TEXTE SOURCE -
3 À la suite du refus de M. Lachapelle de la représenter, la plaignante a obtenu que la CLP reporte la date d’audience de sa cause. Pour la suite des procédures à la CLP, la plaignante demande à être représentée par un avocat spécialisé en relations de travail. Elle demande aussi que l’AFPC assume les coûts de cette représentation.

4 La plaignante allègue que les défendeurs ont fait très peu de travail sur son dossier et ont traité son dossier de façon arbitraire, négligente et superficielle. Elle allègue aussi que les défendeurs ont négocié avec son employeur au sujet de son dossier et qu’elle a été exclue de ces négociations.

5 Les défendeurs soumettent qu’ils ont rencontré la plaignante à plusieurs reprises afin de préparer un dossier complet pour présentation à la CLP. Ils ont rencontré la psychologue de la plaignante et ont pu réviser les notes cliniques de son médecin. Ils ont aussi reçu deux mandats de règlement de la part de la plaignante et ont entamé des négociations afin d’en arriver à une entente satisfaisante pour toutes les parties. Les défendeurs admettent s’être désisté du dossier de la plaignante devant la CLP un mois avant la date d’audience prévue. Le 20 mars 2009, les défendeurs ont écrit à la plaignante en lui mentionnant que ses chances d’avoir gain de cause à la CLP étaient négligeables. Ils lui ont également expliqué les motifs à l’appui de leur décision de se désister du dossier.

6 Les défendeurs allèguent que la plainte devrait être rejetée car le devoir de représentation juste ne s’étend pas au traitement de la demande d’indemnité d’accident de travail de la plaignante. Sur ce point, les défendeurs me réfèrent à Elliott c. Guilde de la marine marchande du Canada et al., 2008 CRTFP 3. Dans Elliott, la Commission des relations de travail dans la fonction publique (la « Commission ») a établi que le devoir de représentation prévu à l’article 187 de la Loi ne concerne que la représentation dans les affaires ayant trait à la convention collective ou à la Loi.Compte tenu que la représentation d’un fonctionnaire à la CLP ne fait pas partie de ces types d’affaires, les défendeurs n’avaient aucune obligation de représenter la plaignante à la CLP.

Motifs

7 Les faits de cette plainte ne sont pas contestés. La plaignante s’est adressée à la CLP pour une réclamation d’accident de travail. Les défendeurs ont accepté de l’aider dans cette démarche. Cependant, un mois avant l’audience de la requête de la plaignante par la CLP, les défendeurs ont informé la plaignante qu’ils n’assumeraient pas sa représentation et qu’ils se désistaient. Les défendeurs ont écrit à la plaignante pour lui faire part des motifs à l’appui de leur décision. À la demande de la plaignante qui se retrouvait sans représentant, la CLP a accepté de reporter son audience prévue pour le 20 avril 2009.

JEU DE DONNÉES -
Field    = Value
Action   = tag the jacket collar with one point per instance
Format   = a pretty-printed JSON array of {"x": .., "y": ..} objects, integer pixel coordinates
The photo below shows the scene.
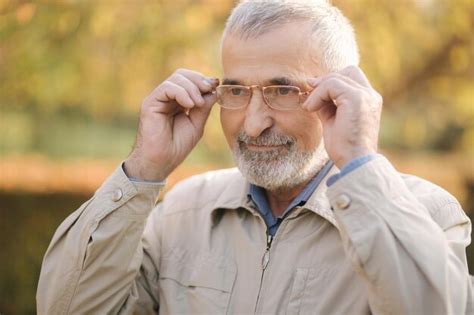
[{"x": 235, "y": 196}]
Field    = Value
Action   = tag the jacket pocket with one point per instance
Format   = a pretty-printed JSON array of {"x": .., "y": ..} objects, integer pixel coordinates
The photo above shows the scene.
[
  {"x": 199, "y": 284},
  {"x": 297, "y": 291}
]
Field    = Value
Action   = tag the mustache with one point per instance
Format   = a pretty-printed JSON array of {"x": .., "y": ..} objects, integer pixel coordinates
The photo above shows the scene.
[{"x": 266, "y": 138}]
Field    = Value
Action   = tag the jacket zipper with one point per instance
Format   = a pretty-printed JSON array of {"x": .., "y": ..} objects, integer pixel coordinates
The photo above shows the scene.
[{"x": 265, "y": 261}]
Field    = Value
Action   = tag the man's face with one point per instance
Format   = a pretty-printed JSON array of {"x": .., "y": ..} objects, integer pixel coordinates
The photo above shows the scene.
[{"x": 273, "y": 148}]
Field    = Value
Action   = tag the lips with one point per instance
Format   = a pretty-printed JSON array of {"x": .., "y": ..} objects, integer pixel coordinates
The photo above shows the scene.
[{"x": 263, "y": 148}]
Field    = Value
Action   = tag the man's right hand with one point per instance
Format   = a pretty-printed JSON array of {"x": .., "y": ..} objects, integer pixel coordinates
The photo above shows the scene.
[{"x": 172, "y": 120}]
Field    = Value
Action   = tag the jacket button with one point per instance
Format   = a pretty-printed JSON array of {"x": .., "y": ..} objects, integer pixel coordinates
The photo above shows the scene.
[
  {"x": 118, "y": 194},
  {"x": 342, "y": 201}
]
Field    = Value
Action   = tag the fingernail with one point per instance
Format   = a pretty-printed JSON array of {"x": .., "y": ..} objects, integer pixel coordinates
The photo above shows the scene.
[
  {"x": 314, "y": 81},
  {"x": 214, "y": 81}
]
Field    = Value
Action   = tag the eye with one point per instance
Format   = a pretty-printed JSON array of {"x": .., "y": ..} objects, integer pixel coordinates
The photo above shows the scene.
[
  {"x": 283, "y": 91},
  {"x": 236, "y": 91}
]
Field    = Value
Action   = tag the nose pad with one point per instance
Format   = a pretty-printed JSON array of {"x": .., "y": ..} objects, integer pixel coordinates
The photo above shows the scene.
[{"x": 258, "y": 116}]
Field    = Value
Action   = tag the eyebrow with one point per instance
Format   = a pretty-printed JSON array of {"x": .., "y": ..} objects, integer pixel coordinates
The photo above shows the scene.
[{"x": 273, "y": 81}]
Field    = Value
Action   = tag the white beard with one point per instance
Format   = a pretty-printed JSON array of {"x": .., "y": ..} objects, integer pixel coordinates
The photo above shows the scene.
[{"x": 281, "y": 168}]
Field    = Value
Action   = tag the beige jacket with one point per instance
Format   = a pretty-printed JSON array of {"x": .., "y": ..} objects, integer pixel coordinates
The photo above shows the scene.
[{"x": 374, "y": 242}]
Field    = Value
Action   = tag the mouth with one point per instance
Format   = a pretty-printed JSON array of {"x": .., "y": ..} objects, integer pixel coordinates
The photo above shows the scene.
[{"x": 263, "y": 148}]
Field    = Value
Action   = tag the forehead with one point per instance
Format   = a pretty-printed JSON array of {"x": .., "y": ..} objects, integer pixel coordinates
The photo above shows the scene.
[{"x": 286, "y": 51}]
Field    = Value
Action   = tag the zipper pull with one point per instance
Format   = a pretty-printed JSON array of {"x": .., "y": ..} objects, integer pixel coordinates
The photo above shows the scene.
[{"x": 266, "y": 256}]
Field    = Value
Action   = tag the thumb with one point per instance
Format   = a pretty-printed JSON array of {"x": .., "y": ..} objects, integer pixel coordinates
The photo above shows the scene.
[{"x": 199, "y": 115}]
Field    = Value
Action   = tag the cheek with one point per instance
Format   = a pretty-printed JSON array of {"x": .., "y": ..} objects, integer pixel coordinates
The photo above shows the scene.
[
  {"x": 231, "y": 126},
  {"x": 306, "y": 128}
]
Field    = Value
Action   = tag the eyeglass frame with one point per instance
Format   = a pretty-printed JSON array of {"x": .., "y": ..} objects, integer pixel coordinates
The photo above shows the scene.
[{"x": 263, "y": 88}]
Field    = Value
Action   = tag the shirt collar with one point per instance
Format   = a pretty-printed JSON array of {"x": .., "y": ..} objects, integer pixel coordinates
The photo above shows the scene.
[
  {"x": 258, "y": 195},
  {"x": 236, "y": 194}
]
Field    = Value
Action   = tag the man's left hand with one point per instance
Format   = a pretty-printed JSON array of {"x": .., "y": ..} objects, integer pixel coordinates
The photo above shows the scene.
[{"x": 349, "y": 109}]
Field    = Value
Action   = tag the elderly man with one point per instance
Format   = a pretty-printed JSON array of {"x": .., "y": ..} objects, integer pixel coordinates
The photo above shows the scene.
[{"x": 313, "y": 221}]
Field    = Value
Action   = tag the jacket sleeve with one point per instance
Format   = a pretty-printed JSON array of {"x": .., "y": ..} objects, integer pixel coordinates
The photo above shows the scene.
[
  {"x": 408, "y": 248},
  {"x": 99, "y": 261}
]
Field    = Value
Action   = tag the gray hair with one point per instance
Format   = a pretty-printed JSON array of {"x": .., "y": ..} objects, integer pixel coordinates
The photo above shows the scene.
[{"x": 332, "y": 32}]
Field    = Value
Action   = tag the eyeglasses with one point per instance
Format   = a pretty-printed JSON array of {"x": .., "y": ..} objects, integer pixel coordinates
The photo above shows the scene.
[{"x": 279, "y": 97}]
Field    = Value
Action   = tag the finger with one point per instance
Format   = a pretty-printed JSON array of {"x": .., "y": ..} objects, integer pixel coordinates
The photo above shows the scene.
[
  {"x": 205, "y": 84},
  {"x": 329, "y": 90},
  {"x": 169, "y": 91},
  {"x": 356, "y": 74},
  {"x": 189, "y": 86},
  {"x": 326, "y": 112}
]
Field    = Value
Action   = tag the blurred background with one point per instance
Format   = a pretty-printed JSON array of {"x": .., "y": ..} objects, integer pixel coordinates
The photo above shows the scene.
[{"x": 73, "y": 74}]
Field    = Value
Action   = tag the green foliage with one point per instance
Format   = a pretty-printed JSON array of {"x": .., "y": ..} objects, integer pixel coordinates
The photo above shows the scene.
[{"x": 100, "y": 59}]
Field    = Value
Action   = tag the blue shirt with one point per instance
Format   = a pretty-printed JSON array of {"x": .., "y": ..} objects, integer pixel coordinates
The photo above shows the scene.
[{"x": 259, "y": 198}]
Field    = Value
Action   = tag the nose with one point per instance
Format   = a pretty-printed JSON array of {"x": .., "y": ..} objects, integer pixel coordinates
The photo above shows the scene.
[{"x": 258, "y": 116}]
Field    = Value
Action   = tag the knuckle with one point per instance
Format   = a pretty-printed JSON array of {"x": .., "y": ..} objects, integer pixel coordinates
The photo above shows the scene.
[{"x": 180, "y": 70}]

ÉNONCÉ A - Relevez les adjectifs par lesquels, selon le texte source, la plaignante qualifie la façon dont les défendeurs ont traité son dossier.
ÉNONCÉ B - D'après le texte source, à quelle date les défendeurs ont-ils écrit à la plaignante que ses chances d'avoir gain de cause à la CLP étaient négligeables ?
Les items proviennent d'une autre source que le texte source.

RÉSULTAT A - arbitraire, négligente, superficielle

RÉSULTAT B - Le 20 mars 2009.